=== Work order ===
Take the records below and copy them exactly.

==== Given records ====

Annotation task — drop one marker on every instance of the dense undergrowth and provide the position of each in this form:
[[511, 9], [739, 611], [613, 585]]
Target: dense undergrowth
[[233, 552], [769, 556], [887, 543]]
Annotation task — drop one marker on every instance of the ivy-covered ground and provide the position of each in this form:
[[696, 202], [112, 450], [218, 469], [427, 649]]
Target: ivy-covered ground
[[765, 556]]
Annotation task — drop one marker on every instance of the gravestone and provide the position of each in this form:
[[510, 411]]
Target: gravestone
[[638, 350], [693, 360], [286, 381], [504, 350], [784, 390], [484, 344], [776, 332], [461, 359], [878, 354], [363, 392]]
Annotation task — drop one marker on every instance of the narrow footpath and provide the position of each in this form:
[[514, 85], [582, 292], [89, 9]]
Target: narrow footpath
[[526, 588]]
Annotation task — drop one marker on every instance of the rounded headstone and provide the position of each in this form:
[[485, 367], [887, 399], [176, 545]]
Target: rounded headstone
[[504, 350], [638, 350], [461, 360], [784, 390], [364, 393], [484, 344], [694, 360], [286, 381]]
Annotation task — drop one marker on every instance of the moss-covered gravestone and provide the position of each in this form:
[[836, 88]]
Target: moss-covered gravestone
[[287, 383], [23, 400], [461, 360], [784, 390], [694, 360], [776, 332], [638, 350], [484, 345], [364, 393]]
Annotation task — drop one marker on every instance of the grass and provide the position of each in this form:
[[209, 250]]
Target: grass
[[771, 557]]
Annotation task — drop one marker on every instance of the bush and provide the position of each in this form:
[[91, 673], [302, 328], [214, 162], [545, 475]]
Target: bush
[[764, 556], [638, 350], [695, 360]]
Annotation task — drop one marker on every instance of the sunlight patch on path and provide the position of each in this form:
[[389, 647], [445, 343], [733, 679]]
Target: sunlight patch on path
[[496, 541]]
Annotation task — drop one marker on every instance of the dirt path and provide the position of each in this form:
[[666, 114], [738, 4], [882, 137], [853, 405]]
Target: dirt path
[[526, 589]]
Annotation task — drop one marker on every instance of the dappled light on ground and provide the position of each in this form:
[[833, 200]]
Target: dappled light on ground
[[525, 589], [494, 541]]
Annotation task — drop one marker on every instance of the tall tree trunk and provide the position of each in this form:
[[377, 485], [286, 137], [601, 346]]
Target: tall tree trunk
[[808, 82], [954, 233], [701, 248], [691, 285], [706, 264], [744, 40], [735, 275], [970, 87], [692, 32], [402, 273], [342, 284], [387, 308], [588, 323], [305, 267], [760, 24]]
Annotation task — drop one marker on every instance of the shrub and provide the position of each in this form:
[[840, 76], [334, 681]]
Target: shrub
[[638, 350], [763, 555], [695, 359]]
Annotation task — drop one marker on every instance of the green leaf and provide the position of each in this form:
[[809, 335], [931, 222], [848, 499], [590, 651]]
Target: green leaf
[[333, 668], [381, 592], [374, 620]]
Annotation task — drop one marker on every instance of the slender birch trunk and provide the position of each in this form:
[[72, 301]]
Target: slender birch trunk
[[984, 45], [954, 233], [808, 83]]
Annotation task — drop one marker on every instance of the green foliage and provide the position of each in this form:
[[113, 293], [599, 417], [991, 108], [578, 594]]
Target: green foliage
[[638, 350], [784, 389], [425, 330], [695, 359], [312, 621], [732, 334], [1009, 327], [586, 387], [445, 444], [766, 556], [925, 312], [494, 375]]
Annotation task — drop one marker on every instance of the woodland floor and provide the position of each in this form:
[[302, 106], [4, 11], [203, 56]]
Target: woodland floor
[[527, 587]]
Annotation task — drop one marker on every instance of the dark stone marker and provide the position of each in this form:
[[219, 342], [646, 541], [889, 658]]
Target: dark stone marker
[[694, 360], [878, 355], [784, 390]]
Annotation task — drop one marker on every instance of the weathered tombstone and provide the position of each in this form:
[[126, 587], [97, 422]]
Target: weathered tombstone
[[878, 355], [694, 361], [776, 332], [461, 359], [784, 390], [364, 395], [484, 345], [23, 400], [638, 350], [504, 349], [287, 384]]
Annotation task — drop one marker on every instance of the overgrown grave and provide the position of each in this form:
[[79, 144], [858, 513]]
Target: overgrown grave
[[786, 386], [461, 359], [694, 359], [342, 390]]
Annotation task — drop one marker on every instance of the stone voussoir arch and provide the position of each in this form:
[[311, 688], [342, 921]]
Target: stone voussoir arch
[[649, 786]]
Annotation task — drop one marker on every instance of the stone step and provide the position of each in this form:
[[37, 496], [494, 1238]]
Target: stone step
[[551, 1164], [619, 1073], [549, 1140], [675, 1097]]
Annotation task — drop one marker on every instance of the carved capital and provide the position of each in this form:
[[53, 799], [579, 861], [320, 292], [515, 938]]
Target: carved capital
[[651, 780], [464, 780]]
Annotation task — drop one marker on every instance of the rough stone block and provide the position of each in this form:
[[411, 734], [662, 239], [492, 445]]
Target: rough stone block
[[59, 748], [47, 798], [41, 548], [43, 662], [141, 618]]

====

=== Answer ===
Annotation task — drop one marker on every instance of the dense undergrowth and provide the position of each in this form:
[[511, 9], [739, 611], [613, 585]]
Target: dense undergrowth
[[233, 552], [769, 556], [887, 543]]
Annotation task — drop one marker on every instance of the ivy-covered ground and provide the position of each in this form:
[[696, 202], [112, 450], [218, 469], [427, 649]]
Target: ivy-covered ground
[[765, 556]]
Annotation task — drop one marker on every instance of the gravestone and provide the position of each in this form:
[[510, 411]]
Target: gravestone
[[638, 350], [693, 360], [286, 381], [504, 350], [784, 390], [484, 344], [776, 332], [461, 359], [878, 354], [363, 392]]
Annotation task — drop one marker on every instance of the narrow footpath and provide the position of each in this form:
[[514, 85], [582, 292], [89, 9]]
Target: narrow footpath
[[526, 588]]
Annotation task — drop one marker on every instance of the rounded headstone and provide the position of each in this form:
[[485, 367], [887, 399], [176, 545]]
Target: rounded headstone
[[504, 350], [638, 350], [461, 360], [784, 390], [364, 393], [484, 344], [694, 360], [286, 381]]
Annotation task — drop one marker on every instance of the moss-covered gravestone and provide the position of each in this form:
[[836, 88]]
Target: moss-covered gravestone
[[287, 383], [23, 400], [461, 360], [784, 390], [694, 360], [776, 332], [638, 350], [484, 345], [364, 393]]
Annotation task — drop one marker on every instance of the grass and provide the position of each in this form:
[[209, 250]]
Target: grass
[[771, 557]]
Annotation task — drop one marker on every instance of the bush and provide the position of each in this form:
[[91, 673], [302, 328], [214, 162], [545, 475]]
Target: bush
[[764, 556], [638, 350], [695, 360]]
Annotation task — drop one marker on every instance of the sunlight patch on path and provide the position of each in this form:
[[389, 647], [445, 343], [733, 679]]
Target: sunlight patch on path
[[496, 541]]
Annotation task — drop one marker on every instance of the dirt path and provide the position of each in this form:
[[666, 114], [738, 4], [882, 137], [853, 405]]
Target: dirt path
[[526, 589]]
Annotation task — drop one marker on every instance of the dappled light on ground and provide the position of each in this form:
[[833, 200]]
Target: dappled light on ground
[[525, 589], [494, 541]]
Annotation task — drop one marker on every instance of the tall tree trunk and provide the position of each in this form:
[[377, 485], [286, 137], [601, 346]]
Target: tall tree trunk
[[808, 82], [954, 233], [701, 248], [691, 285], [706, 264], [744, 40], [735, 275], [970, 87], [692, 32], [402, 273], [342, 284], [387, 308], [588, 323], [305, 267], [760, 24]]
Annotation task — drop one marker on every instance of the shrub and provide the position of each in this form:
[[840, 76], [334, 681]]
Target: shrub
[[638, 350], [763, 555], [695, 359]]
Annotation task — drop one marker on every instance of the green leaf and provide the position of each in this form:
[[809, 335], [931, 222], [848, 499], [590, 651]]
Target: green leaf
[[333, 668], [381, 592], [374, 620]]
Annotation task — drop one marker on every instance of the slender birch trunk and provide the position of each in this form:
[[72, 301]]
Target: slender birch trunk
[[984, 45], [954, 233], [808, 83]]
Annotation task — drop one marker on every instance of the green foliage and provide the position of each in this form:
[[113, 293], [599, 417], [991, 108], [578, 594]]
Target: green foliage
[[638, 350], [784, 389], [425, 330], [695, 359], [312, 621], [732, 334], [1009, 327], [586, 387], [445, 444], [766, 556], [925, 312], [494, 375]]
Annotation task — drop one marker on every instance of the woodland floor and provide the position of each in this form:
[[302, 106], [4, 11], [203, 56]]
Target: woodland floor
[[527, 587]]
Annotation task — drop one marker on every instance of the dark stone marker and provide the position of each in this form:
[[219, 342], [646, 541], [889, 658]]
Target: dark stone marker
[[694, 360], [878, 355], [784, 390]]
Annotation task — drop one marker on every instance of the weathered tombstone and provide the position of each in this form:
[[126, 587], [97, 422]]
Target: weathered tombstone
[[878, 355], [694, 361], [776, 332], [461, 359], [784, 390], [364, 395], [484, 345], [23, 400], [638, 350], [504, 349], [287, 384]]
Annotation task — drop one marker on every instance of the overgrown grave and provide the position of each in this form:
[[79, 144], [858, 513]]
Target: overgrown grave
[[786, 386], [461, 359], [694, 359], [342, 390]]
Annotation task — drop one marker on every instance of the stone voussoir arch and provide the position of each in this form:
[[311, 688], [342, 921]]
Target: stone voussoir arch
[[649, 786]]
Annotation task — drop one marker on every instance of the stone step and provide the position of each in this form:
[[37, 496], [494, 1238]]
Target: stone step
[[551, 1164], [619, 1073], [549, 1140], [675, 1097]]
Annotation task — drop one marker on every instance of the carved capital and provide the position of each in this form:
[[53, 799], [579, 861], [320, 292], [515, 938]]
Target: carved capital
[[651, 780], [464, 780]]
Annotation task — drop one marker on every instance of the rough stone block and provide the position of each in this form:
[[411, 734], [662, 239], [492, 445]]
Target: rough stone block
[[59, 748], [47, 798], [41, 548], [43, 662], [141, 618]]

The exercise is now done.